▶ _Data to use_
■ ■ ■ ■ ■ ■ ■

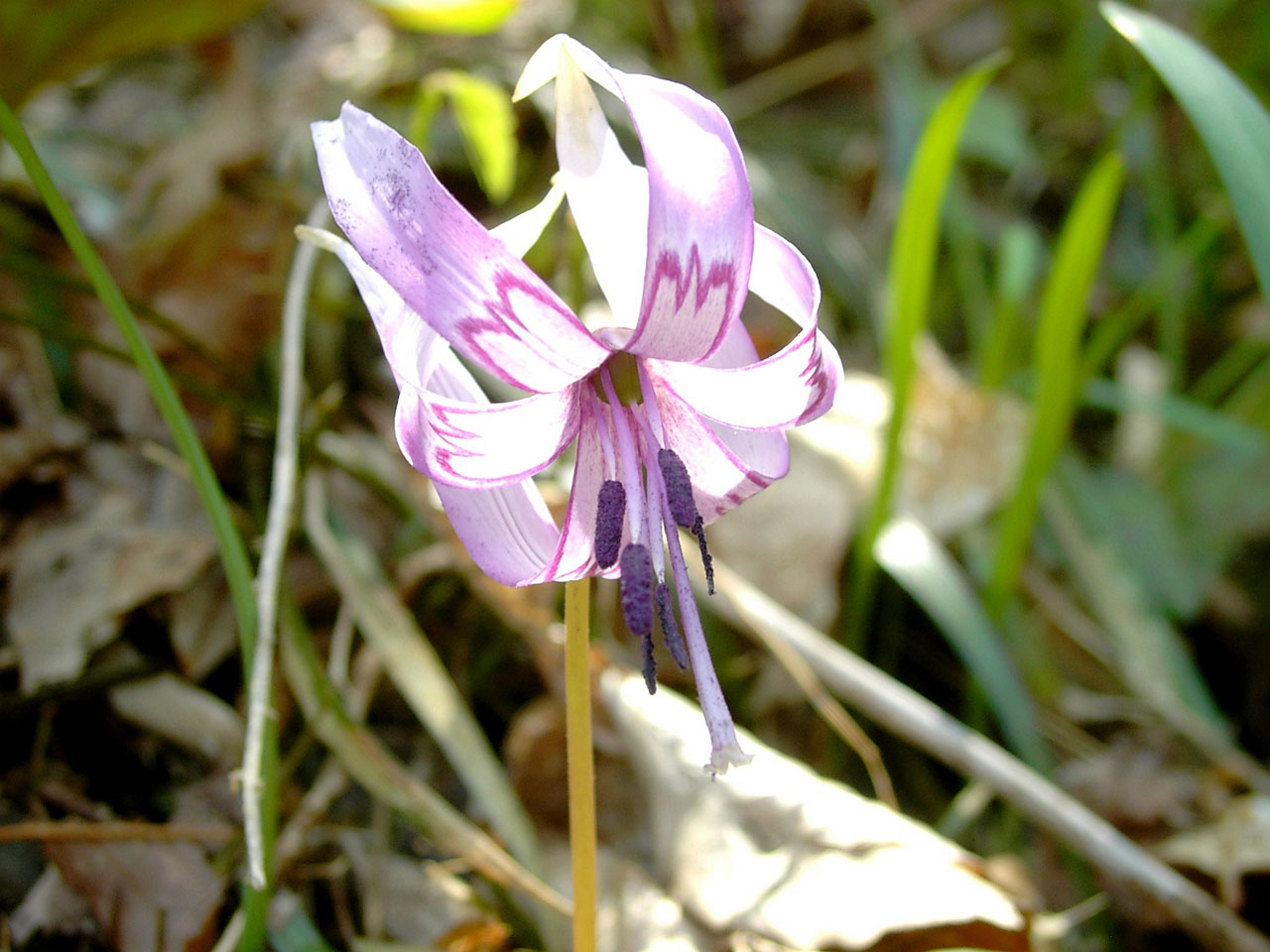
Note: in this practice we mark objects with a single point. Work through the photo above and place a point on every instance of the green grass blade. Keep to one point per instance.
(911, 275)
(420, 674)
(1232, 123)
(924, 567)
(1064, 312)
(234, 558)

■ ■ ■ ■ ■ ■ ■

▶ _Written exercise_
Reproduce every line of the listing above, including the request lines. Multiply each point coordinate in the answers by 0.65 and round it to the nearest whole number, with halves rounding up. Omit the pictures.

▶ _Answer_
Note: in this practice we mark objects with a single point. Work through the photo above and place a point on every instance of the green grass blade. Keep to one point per instance.
(592, 179)
(273, 438)
(801, 80)
(601, 369)
(692, 203)
(152, 363)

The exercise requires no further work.